**Directions for this task**
Give back exactly the lines of the material below, starting with the line with "form: point(384, 57)." and going on through the line with "form: point(32, 279).".
───── Data for analysis
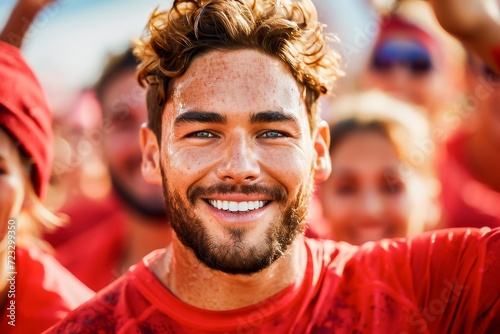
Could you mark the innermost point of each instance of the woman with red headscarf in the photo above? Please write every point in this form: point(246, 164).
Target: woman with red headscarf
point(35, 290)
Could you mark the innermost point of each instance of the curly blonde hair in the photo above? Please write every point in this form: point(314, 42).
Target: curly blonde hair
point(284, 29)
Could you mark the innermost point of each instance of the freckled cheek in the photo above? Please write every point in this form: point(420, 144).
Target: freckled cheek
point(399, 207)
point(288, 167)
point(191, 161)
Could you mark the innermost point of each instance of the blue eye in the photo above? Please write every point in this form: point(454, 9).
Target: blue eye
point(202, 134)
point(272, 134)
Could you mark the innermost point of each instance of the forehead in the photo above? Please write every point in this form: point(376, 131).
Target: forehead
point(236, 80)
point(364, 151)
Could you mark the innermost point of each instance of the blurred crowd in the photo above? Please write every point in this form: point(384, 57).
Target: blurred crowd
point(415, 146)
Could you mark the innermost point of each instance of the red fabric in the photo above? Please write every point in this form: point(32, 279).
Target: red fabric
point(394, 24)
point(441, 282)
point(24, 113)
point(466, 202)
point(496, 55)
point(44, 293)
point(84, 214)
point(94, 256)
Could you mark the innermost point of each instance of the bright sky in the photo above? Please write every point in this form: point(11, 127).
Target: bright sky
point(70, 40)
──────────
───── Data for analysis
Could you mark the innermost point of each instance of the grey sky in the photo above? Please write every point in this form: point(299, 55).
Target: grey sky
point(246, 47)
──────────
**Solution**
Could you mark the innermost point of each instance of the blurred crowd in the photo above? Please write every point in this form: point(384, 57).
Target: blurred crowd
point(415, 146)
Could you mark the innermost point of each instance of the red fabric in the photo above? Please write every point in this form: point(32, 279).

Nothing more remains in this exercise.